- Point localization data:
※
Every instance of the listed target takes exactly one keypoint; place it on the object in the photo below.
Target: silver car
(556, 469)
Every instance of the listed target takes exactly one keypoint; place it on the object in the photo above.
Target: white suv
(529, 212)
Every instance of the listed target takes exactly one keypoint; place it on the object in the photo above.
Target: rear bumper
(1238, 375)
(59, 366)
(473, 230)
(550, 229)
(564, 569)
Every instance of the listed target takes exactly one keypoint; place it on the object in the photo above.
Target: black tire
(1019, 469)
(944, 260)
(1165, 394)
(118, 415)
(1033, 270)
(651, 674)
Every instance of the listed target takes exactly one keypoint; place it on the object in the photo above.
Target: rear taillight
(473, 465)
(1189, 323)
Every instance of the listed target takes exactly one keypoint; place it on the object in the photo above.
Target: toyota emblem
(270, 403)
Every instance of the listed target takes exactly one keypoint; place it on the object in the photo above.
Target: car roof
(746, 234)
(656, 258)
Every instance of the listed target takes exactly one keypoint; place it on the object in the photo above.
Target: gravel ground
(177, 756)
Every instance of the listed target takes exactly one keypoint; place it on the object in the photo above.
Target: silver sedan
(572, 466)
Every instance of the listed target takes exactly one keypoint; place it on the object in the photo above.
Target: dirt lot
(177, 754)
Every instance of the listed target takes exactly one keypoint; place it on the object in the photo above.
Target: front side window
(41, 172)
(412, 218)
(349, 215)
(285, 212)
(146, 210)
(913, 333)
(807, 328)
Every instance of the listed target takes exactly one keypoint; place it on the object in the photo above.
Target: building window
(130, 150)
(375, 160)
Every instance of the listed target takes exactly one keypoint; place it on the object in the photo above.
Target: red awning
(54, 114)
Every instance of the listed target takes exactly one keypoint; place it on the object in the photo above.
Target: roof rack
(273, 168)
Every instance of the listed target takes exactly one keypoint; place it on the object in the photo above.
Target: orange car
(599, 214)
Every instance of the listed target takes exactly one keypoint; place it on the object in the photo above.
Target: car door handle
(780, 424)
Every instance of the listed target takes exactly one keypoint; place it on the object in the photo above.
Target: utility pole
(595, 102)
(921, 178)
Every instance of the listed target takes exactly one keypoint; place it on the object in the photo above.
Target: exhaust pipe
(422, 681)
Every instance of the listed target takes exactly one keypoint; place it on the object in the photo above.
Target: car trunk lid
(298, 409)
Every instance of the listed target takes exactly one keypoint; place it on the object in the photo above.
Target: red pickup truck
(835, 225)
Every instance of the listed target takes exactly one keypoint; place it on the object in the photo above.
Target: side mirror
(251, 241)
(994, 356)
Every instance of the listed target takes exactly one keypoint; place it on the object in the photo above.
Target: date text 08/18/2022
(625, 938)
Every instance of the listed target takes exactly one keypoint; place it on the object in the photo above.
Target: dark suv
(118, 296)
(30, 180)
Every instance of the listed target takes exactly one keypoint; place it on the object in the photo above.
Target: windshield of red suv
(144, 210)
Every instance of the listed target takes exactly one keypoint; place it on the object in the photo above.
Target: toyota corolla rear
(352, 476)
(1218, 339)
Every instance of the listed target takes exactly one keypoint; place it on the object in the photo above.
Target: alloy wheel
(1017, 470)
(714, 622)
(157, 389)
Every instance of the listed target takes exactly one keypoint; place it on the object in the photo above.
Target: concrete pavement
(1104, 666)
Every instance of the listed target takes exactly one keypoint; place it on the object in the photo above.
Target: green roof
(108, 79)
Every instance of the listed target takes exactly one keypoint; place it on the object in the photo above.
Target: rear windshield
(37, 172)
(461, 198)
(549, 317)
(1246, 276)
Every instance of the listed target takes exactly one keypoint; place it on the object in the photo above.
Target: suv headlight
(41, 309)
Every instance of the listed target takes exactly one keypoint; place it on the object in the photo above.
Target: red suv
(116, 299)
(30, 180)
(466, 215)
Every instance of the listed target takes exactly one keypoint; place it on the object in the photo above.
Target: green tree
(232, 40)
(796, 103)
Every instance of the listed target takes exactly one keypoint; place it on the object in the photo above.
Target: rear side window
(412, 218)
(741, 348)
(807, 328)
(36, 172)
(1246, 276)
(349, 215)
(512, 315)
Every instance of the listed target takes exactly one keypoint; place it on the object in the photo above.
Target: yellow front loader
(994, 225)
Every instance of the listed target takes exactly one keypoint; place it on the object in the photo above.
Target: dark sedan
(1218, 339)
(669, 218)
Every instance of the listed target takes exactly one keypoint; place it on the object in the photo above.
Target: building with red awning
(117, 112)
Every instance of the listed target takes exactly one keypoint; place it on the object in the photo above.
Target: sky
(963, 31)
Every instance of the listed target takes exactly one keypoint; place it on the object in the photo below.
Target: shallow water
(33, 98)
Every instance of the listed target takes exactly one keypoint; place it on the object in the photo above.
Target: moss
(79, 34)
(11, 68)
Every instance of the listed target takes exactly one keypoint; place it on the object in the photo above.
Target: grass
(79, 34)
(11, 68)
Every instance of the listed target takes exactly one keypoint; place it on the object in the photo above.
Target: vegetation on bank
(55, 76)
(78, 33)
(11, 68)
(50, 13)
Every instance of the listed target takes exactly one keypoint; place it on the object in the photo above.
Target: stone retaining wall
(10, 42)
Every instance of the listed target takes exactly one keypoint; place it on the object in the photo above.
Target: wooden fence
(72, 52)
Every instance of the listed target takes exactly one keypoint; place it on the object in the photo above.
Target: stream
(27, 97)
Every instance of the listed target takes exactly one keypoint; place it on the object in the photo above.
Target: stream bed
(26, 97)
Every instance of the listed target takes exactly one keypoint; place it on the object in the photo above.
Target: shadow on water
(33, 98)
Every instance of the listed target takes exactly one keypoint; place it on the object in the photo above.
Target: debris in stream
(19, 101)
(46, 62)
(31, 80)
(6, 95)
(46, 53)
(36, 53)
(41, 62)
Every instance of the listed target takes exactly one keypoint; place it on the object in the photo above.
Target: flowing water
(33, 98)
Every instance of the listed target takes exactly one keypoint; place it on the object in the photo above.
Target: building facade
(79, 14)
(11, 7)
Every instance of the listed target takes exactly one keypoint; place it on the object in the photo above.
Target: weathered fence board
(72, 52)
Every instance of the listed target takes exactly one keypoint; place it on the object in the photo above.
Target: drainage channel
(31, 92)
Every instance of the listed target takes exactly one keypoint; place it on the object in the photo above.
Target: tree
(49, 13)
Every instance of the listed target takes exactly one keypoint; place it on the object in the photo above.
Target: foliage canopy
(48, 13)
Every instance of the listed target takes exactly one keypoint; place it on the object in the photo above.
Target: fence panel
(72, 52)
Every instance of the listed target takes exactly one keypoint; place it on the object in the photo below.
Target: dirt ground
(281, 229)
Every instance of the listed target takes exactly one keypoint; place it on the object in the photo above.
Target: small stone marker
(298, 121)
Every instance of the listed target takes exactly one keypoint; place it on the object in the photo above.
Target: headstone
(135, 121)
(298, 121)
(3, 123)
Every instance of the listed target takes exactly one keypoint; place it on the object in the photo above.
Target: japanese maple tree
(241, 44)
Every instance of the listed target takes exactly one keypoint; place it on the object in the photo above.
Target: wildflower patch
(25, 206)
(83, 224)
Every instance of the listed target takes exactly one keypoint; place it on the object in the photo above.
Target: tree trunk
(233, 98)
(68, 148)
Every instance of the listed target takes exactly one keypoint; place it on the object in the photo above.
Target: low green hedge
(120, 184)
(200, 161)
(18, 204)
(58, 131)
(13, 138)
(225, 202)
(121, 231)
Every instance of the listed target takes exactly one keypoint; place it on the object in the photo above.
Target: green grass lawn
※
- TASK OBJECTIVE: Copy the data above exactly. Every line must be included.

- RESPONSE AREA:
Every instance of the listed target takes exactly one keypoint; place it on the object in the photo below.
Target: silver car
(556, 469)
Every instance of the listed target takes exactly one keypoint; place it on the object in the photo above.
Target: white suv
(529, 212)
Every instance of the listed target takes exactly one keypoint; place it on the object in the photo above.
Target: rear bumper
(1238, 375)
(59, 366)
(473, 230)
(550, 229)
(564, 569)
Every instance of the listed target takes exactly one keypoint; place it on the object in the photo above.
Target: black tire
(1019, 469)
(944, 260)
(1165, 394)
(118, 415)
(1033, 270)
(651, 674)
Every instance of the listed target takes exactly one keypoint; place it on the object in the photo above.
Target: rear taillight
(473, 465)
(1189, 323)
Every instance of the listed target takes exactly one keypoint; place it on the object in the photo above.
Target: toyota emblem
(270, 403)
Every instance of the listed target takes exactly one keypoint; place it on the object in the photo above.
Target: car roof
(746, 234)
(656, 258)
Every instance of the listed target takes exactly one keypoint; place it on the object in the photo above.
Target: gravel ground
(177, 756)
Every instance of the listed target takes exactly one keypoint; place it on the object in the photo above.
Target: silver sedan
(572, 466)
Every instance of the listed target takes exactly one keypoint; place it on the object in the photo above.
Target: dirt lot
(177, 754)
Every instance of the listed target takes exactly one keypoint; place it on the object in the photo above.
Target: front side window
(41, 172)
(412, 218)
(349, 215)
(285, 212)
(146, 210)
(913, 333)
(807, 328)
Every instance of the listed target takes exactly one keypoint; place it on the object in the photo above.
Target: building window
(130, 150)
(375, 160)
Every instance of the listed target takes exactly one keypoint; place it on the object in the photo above.
Target: red awning
(54, 114)
Every instance of the listed target takes exactly one keypoint; place it on the object in the photo above.
Target: roof rack
(273, 168)
Every instance of the listed target takes exactly one keypoint; place it on the object in the photo above.
Target: orange car
(599, 214)
Every instance of the listed target takes exactly one keypoint; place it on the object in the photo above.
Target: car door handle
(780, 424)
Every instance of the listed target takes exactly one keypoint; place it on the object in the photo above.
Target: utility pole
(595, 102)
(921, 178)
Every instance of the listed target takes exactly one keypoint; place it on the object in the photo above.
Target: exhaust pipe
(422, 681)
Every instance of the listed target takes exactly one keypoint; place it on the object in the photo above.
Target: car trunk lid
(298, 409)
Every instance of the listed target takes exactly one keypoint; place it on the object in the photo above.
Target: red pickup truck
(835, 225)
Every instance of the listed target takes exactly one keypoint; place it on the object in the photo above.
Target: side mirror
(251, 241)
(994, 356)
Every instance of the listed target takes exactly one keypoint; place it on the object in the photo above.
Target: date text 08/18/2022
(625, 938)
Every instance of the listed target takes exactly one keypoint; place it on the object in the photo above.
Target: dark suv
(118, 296)
(30, 180)
Every instance of the listed target takes exactly one keypoint; place it on the object in the photo above.
Target: windshield of red suv
(144, 210)
Every instance of the listed target takes exactly one keypoint; place it on the object in the photo above.
Target: toyota corolla rear
(352, 476)
(1218, 339)
Every instance of the listed target takes exactly one keypoint; place it on the object in the photo above.
Target: alloy wheel
(1017, 470)
(714, 622)
(157, 389)
Every instance of the listed target takes exactly one keypoint; place it on the object in the photo above.
Target: concrete pavement
(1104, 666)
Every instance of the listed target takes exactly one keypoint; place it on the object in the photo above.
Target: green roof
(108, 79)
Every instance of the listed target takes exactly one keypoint; place it on the object in the photo above.
Target: rear windshield
(37, 172)
(461, 198)
(549, 317)
(1246, 276)
Every instance of the listed target takes exactly one keypoint; place it on the object in the photo above.
Target: suv headlight
(41, 309)
Every instance of the listed target takes exactly one keypoint; place it on the object in the photo above.
Target: red suv
(116, 299)
(30, 180)
(466, 215)
Every instance of the listed target takes exactly one keypoint; place it on the object in the photo above.
Target: green tree
(232, 40)
(796, 103)
Every instance of the listed target takes exactly one keypoint; place it on the object in the photo above.
Target: rear side window
(412, 218)
(741, 348)
(807, 328)
(36, 172)
(1246, 276)
(349, 215)
(512, 315)
Every instance of the listed target takes exactly one keypoint; place it on the object in the photo above.
Target: yellow front loader
(994, 225)
Every instance of the listed target takes exactly one keypoint; place it on the object in the photo above.
Target: dark sedan
(1218, 339)
(669, 218)
Every instance of the listed target takes exactly one keypoint; place it on the object in the photo above.
Target: building with red awning
(117, 112)
Every instance of the listed target takes exactly one keypoint; place it on the object in the photo above.
Target: sky
(963, 31)
Every instance of the listed target takes exactly one keypoint; place it on the object in the photo below.
Target: shallow water
(33, 98)
Every instance of the listed target takes exactly one keypoint; place it on the object in the photo above.
Target: moss
(79, 34)
(11, 68)
Every instance of the listed target takes exactly one keypoint; place it on the object in the photo above.
Target: grass
(79, 34)
(11, 68)
Every instance of the listed target takes exactly one keypoint; place it on the object in the photo above.
Target: vegetation on bank
(55, 76)
(78, 33)
(11, 68)
(50, 13)
Every instance of the listed target takes exactly one keypoint; place it on the object in the photo above.
Target: stone retaining wall
(10, 42)
Every instance of the listed target takes exactly one keypoint; place it on the object in the photo above.
Target: wooden fence
(72, 52)
Every instance of the listed target takes exactly one keypoint; place it on the object in the photo above.
Target: stream
(27, 97)
Every instance of the listed target takes exactly one keypoint; place it on the object in the photo above.
Target: stream bed
(26, 97)
Every instance of the listed target takes exactly one keypoint; place it on the object in the photo above.
Target: shadow on water
(33, 98)
Every instance of the listed target takes exactly one keypoint; place it on the object in the photo above.
Target: debris in stream
(19, 101)
(46, 62)
(31, 80)
(6, 95)
(46, 53)
(36, 53)
(41, 62)
Every instance of the listed target takes exactly one keypoint; place it on the object in the photo above.
Target: flowing water
(33, 98)
Every instance of the listed target takes exactly one keypoint; place it on the object in the photo above.
Target: building facade
(79, 14)
(11, 7)
Every instance of the listed target takes exactly one keypoint; place it on the object in the photo above.
Target: weathered fence board
(72, 52)
Every instance of the listed target takes exactly one keypoint; place it on the object in the photo above.
Target: drainage channel
(31, 92)
Every instance of the listed target takes exactly one keypoint; place it on the object in the photo above.
Target: tree
(49, 13)
Every instance of the listed target takes exactly one keypoint; place it on the object in the photo above.
Target: foliage canopy
(48, 13)
Every instance of the listed target takes exactly one keypoint; place it on the object in the photo above.
Target: fence panel
(72, 52)
Every instance of the listed target takes exactly one keypoint; place it on the object in the photo below.
Target: dirt ground
(281, 229)
Every instance of the listed target takes exactly one keypoint; place it on the object in the photo above.
Target: small stone marker
(298, 121)
Every instance of the listed target takes exactly one keypoint; place it on the object in the photo above.
Target: headstone
(135, 121)
(298, 121)
(3, 123)
Every instance of the listed target takes exactly one keypoint; place it on the object in the photo above.
Target: japanese maple tree
(241, 44)
Every instance of the listed target takes exactly one keypoint; place it on the object in the photo above.
Target: wildflower patch
(25, 206)
(83, 224)
Every instance of the listed target takes exactly one keypoint; place it on the object in the photo above.
Target: tree trunk
(233, 98)
(68, 148)
Every instance of the listed target takes exactly one keypoint; place it on the object in the photo above.
Target: low green hedge
(120, 184)
(200, 161)
(18, 204)
(58, 131)
(13, 138)
(225, 202)
(121, 231)
Every instance of the listed target takes exactly one keypoint; place it on the object in the photo above.
Target: green grass lawn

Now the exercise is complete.